Given information:
+++

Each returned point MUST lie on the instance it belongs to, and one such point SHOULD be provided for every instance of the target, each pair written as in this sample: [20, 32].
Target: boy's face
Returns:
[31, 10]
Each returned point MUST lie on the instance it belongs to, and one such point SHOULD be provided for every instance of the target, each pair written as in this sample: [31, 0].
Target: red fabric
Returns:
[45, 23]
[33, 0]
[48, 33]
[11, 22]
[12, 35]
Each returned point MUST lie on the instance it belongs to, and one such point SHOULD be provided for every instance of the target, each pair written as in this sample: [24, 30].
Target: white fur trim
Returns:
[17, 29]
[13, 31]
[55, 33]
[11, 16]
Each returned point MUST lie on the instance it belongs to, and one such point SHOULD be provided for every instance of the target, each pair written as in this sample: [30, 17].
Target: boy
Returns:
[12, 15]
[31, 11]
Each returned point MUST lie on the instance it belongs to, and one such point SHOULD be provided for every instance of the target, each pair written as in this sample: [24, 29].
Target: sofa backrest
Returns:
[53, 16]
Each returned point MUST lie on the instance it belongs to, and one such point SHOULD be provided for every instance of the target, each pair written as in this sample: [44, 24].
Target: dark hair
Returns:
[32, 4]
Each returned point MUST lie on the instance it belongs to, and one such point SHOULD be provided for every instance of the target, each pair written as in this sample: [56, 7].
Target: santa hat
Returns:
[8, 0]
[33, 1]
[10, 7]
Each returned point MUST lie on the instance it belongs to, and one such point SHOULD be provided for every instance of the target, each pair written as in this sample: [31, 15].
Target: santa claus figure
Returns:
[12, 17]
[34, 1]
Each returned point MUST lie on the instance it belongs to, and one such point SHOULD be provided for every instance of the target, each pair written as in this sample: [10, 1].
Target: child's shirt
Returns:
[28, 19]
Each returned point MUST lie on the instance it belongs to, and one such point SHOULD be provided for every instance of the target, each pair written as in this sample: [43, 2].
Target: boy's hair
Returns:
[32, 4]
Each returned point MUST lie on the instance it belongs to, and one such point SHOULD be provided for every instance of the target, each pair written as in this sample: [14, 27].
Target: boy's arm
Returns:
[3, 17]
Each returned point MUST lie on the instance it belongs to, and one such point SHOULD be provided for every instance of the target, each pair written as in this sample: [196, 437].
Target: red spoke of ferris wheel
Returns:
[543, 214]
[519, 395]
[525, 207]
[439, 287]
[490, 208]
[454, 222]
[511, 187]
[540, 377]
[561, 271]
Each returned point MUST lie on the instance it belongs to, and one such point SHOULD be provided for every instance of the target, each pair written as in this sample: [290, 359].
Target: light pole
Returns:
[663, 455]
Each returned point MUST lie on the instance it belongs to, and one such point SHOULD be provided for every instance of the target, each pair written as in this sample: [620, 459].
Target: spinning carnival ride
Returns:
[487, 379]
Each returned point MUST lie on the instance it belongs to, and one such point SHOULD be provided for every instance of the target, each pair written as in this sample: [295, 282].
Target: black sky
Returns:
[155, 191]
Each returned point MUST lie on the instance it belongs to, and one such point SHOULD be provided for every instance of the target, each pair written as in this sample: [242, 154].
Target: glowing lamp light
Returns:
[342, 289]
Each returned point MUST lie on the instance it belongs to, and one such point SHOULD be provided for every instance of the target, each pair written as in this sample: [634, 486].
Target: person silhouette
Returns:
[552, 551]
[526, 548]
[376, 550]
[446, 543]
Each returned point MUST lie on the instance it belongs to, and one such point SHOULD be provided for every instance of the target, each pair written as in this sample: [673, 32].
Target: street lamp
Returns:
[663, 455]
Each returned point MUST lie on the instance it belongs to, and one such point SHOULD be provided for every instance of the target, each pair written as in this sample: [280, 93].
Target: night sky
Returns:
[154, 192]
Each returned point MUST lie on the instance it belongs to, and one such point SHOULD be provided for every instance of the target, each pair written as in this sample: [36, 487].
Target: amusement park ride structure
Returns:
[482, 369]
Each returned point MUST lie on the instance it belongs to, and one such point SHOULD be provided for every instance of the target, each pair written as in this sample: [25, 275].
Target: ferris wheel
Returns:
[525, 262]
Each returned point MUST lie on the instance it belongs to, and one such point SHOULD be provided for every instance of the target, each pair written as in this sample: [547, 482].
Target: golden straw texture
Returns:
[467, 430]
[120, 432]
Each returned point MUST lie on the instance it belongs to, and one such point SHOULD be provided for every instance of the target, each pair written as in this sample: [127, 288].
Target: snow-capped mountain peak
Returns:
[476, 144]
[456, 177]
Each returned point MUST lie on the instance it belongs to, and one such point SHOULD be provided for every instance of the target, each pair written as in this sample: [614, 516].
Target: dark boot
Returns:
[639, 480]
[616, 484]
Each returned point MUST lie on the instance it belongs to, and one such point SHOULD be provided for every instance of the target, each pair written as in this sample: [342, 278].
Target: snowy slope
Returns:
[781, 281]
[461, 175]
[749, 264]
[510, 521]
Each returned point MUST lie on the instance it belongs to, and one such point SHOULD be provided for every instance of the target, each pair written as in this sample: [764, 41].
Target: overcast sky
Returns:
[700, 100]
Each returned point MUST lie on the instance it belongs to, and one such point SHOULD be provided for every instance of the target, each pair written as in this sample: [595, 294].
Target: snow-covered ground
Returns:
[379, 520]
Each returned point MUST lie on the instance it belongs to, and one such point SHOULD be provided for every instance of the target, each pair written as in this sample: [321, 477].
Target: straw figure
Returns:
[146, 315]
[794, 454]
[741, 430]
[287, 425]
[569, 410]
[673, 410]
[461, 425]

+++

Wherever the word "straw" occurs in the data above, copy the line it sits in.

Written response:
Target: golden straw texture
Target: straw figure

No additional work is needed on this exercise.